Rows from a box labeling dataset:
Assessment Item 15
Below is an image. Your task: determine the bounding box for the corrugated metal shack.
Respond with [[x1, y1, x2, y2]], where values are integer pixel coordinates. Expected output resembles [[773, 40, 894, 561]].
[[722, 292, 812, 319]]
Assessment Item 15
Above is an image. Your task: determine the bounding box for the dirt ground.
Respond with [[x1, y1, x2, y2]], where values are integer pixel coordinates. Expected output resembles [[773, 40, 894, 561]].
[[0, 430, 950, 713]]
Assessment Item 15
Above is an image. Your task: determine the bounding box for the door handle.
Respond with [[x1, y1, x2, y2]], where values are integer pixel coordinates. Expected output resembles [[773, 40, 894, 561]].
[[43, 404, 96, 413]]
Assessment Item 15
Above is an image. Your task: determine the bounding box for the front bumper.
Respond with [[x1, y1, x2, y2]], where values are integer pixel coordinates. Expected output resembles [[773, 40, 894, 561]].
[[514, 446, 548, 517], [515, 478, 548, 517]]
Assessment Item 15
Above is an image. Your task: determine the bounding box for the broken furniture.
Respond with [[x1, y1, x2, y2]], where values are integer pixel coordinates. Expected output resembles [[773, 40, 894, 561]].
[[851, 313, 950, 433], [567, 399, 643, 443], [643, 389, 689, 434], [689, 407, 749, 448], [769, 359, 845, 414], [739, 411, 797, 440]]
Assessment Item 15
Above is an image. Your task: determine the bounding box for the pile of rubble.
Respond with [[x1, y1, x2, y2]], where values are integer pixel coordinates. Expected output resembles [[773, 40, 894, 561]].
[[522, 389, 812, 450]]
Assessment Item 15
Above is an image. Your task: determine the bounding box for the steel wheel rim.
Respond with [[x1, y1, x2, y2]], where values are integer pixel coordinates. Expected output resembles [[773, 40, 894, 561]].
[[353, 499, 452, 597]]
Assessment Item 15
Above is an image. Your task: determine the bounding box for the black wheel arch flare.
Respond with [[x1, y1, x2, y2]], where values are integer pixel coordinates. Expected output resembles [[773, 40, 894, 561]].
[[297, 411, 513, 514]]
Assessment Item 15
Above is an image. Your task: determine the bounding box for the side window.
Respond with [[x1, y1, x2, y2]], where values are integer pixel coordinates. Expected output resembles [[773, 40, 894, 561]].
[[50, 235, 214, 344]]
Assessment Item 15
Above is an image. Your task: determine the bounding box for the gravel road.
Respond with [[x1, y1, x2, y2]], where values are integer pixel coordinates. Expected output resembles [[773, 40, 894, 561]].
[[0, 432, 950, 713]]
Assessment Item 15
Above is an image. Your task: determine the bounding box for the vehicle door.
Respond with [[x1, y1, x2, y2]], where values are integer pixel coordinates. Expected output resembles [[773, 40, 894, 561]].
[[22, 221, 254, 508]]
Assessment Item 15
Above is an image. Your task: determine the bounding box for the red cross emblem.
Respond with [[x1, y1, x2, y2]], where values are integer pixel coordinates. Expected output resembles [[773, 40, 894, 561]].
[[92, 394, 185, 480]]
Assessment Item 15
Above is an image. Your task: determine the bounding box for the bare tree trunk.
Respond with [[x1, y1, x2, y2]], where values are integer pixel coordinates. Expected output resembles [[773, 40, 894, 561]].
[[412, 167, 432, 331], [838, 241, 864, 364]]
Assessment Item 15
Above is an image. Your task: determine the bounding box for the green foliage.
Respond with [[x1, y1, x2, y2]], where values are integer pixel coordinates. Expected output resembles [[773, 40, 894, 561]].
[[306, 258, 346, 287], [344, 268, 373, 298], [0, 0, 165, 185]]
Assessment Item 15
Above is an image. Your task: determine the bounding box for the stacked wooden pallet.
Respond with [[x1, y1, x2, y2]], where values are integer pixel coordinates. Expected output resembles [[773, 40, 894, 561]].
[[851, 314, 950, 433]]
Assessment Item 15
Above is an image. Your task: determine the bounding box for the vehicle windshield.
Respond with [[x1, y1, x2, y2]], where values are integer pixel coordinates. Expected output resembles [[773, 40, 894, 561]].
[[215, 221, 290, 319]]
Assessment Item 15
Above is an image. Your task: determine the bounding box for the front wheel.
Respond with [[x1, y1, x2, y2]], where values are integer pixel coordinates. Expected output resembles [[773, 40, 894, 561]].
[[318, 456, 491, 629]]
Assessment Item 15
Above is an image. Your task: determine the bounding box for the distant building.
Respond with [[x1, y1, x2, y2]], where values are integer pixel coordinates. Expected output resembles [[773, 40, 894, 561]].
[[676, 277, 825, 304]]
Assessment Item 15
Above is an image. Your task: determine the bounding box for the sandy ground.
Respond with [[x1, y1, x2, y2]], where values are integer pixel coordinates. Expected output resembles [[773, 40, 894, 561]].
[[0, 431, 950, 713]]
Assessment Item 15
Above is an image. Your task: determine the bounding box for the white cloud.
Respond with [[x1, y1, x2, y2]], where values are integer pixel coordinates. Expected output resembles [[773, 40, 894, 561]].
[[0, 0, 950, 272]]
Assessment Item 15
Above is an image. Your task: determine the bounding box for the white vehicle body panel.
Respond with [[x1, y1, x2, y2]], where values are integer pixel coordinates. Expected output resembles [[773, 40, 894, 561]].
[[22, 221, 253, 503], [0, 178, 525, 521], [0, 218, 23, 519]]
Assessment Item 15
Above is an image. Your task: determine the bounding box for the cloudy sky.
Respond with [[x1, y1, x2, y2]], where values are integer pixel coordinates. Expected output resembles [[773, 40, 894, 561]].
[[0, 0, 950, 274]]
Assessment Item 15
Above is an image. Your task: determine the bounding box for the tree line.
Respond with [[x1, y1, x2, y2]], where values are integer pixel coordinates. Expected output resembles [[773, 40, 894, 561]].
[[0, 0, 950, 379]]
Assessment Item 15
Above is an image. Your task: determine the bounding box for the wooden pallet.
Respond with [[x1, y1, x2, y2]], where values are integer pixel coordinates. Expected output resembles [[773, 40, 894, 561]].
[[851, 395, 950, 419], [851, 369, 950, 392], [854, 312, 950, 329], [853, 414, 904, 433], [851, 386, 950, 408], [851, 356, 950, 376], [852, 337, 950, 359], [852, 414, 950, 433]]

» EXERCISE PROMPT
Extract each line of the material exactly as it stands.

» SOLVED EXERCISE
Assessment Item 15
Below is an image. Your task: determine the bounding box for the corrugated metal shack.
Respond with [[x1, y1, x2, y2]], where values are integer pixel coordinates. Expected output resembles [[773, 40, 894, 561]].
[[722, 292, 812, 319]]
Assessment Item 15
Above is an image. Your task: determine the bounding box for the dirt ground.
Respond with [[x1, y1, x2, y2]], where values are integer pixel coordinates. Expected output resembles [[773, 40, 894, 561]].
[[0, 430, 950, 713]]
Assessment Item 15
Above is an image. Your task: determine the bounding box for the door handle.
Respond with [[x1, y1, x2, y2]], where values are integer pixel coordinates. Expected output resembles [[773, 40, 894, 561]].
[[43, 404, 96, 413]]
Assessment Item 15
Above is an image. Your task: determine the bounding box for the front bumper.
Respond with [[x1, y1, x2, y2]], where values are integer pixel coordinates. Expected output resembles [[773, 40, 894, 561]].
[[514, 446, 548, 517], [515, 478, 548, 517]]
Assessment Item 15
Above is an image. Your task: determine the bounding box for the broken furniture.
Respond with [[x1, y1, x2, y2]], where values are integer pixel coordinates. Expected output resembles [[773, 40, 894, 561]].
[[851, 313, 950, 433], [567, 399, 643, 443], [643, 389, 689, 434], [689, 407, 749, 448], [769, 359, 845, 414], [739, 411, 797, 440]]
Assessment Item 15
Above is an image. Your task: determine the bounding box for the pile of rubble.
Respond with [[x1, y1, x2, y2]], where values are integer pixel coordinates. Expected output resembles [[773, 40, 894, 561]].
[[522, 389, 812, 450]]
Assessment Item 15
Above is an image. Your task: determine the bounding box for the steel wheel rim.
Respond with [[x1, y1, x2, y2]], where values are integer pixel coordinates. Expected output resembles [[773, 40, 894, 561]].
[[353, 499, 452, 597]]
Assessment Item 15
Above is an image. Your task: determine the bounding box for the black wheel arch flare.
Respond with [[x1, y1, x2, y2]], where values are integer pixel coordinates. Expected output resembles [[773, 40, 894, 561]].
[[297, 411, 513, 514]]
Assessment Item 15
Above is an image. Your task: determine the bounding box for the side window.
Respond with [[x1, y1, x2, y2]], where values are integer pixel coordinates. Expected output resembles [[773, 40, 894, 561]].
[[50, 235, 214, 344]]
Assessment Item 15
Above is an image. Your task: determine the bounding box for the gravel road.
Respond with [[x1, y1, x2, y2]], where values are integer pixel coordinates. Expected output resembles [[773, 40, 894, 561]].
[[0, 432, 950, 713]]
Assessment Item 15
Above is an image. Your task: determine the bounding box for the vehicle door.
Respond with [[x1, y1, x2, y2]], where values are integer pixel coordinates. Expected output resembles [[773, 40, 894, 561]].
[[22, 221, 254, 508]]
Assessment Item 15
Above is an image. Your task: determine the bounding box for the red cross emblem.
Respond with [[x1, y1, x2, y2]], where values are integer pixel coordinates. Expected output resembles [[773, 40, 894, 561]].
[[92, 394, 185, 480]]
Assessment Item 15
Above is an image. Your task: determine the bounding box for the bare tree trunk.
Respond with [[x1, y1, x2, y2]], where values are integer pixel coordinates. Expected output resembles [[773, 40, 894, 561]].
[[412, 167, 432, 331], [838, 241, 864, 364]]
Assessment Item 15
Above is an image. Your task: determine the bounding box for the green foliage.
Respond with [[x1, y1, x2, y2]], where values are integer pixel coordinates. Expected output resembles [[773, 40, 894, 561]].
[[306, 258, 346, 287], [344, 268, 373, 298], [0, 0, 165, 185]]
Assessment Item 15
Above is an image. Your task: determine the bounding box for the stacked wooden pallet.
Respond with [[x1, y1, x2, y2]], where values are integer pixel coordinates. Expected output resembles [[773, 40, 894, 561]].
[[851, 314, 950, 433]]
Assessment Item 15
Above is an image. Your task: determine the bounding box for the vehicle windshield.
Respond with [[x1, y1, x2, y2]], where values are integer pixel coordinates. Expected output resembles [[773, 40, 894, 561]].
[[215, 221, 290, 319]]
Assessment Item 15
Above is an image. Your task: determine the bounding box for the front wheel.
Respond with [[x1, y1, x2, y2]], where values are integer pixel coordinates. Expected output resembles [[773, 40, 894, 561]].
[[318, 456, 491, 629]]
Assessment Item 15
Above is an image. Your task: determine the bounding box for the distant building.
Respond with [[x1, y1, x2, y2]], where values are integer pixel coordinates. Expected output resembles [[773, 40, 894, 561]].
[[676, 277, 825, 304]]
Assessment Item 15
Above is an image. Your task: determine the bounding box for the sandy ground.
Respond with [[x1, y1, x2, y2]], where values are integer pixel coordinates. Expected output resembles [[773, 40, 894, 561]].
[[0, 431, 950, 713]]
Assessment Item 15
Above is an image. Your task: determine the bounding box for the white cloud.
Respond with [[x1, y1, x2, y2]], where values are integer pixel coordinates. Expected output resembles [[773, 40, 894, 561]].
[[0, 0, 950, 272]]
Assessment Item 15
Above is an image. Your task: determine the bounding box for the white vehicle body panel.
Respond with [[x1, y1, x2, y2]], where values are integer pixel coordinates. Expected output resembles [[773, 40, 894, 561]].
[[22, 221, 253, 503], [0, 178, 525, 521], [0, 218, 23, 519]]
Assessment Item 15
Above is an image. Your task: determine the bounding box for the cloudy sky.
Respond with [[x1, y1, x2, y2]], where values are integer pixel coordinates. Expected output resembles [[773, 40, 894, 561]].
[[0, 0, 950, 274]]
Assessment Item 15
Above is an image. Your task: determine the bounding box for the tree line.
Respond with [[x1, y1, x2, y2]], where values are integer pixel coordinates. Expected output resembles [[773, 40, 894, 561]].
[[0, 0, 950, 379]]
Assessment Item 15
Above is an image. Your task: determine the bounding box for the wooden pallet.
Respond with [[x1, y1, x2, y2]], where values are integer pixel coordinates. Expected output resembles [[773, 40, 894, 561]].
[[851, 395, 950, 419], [851, 369, 950, 392], [854, 312, 950, 329], [853, 414, 904, 433], [851, 386, 950, 408], [851, 356, 950, 376], [852, 337, 950, 359], [852, 414, 950, 433]]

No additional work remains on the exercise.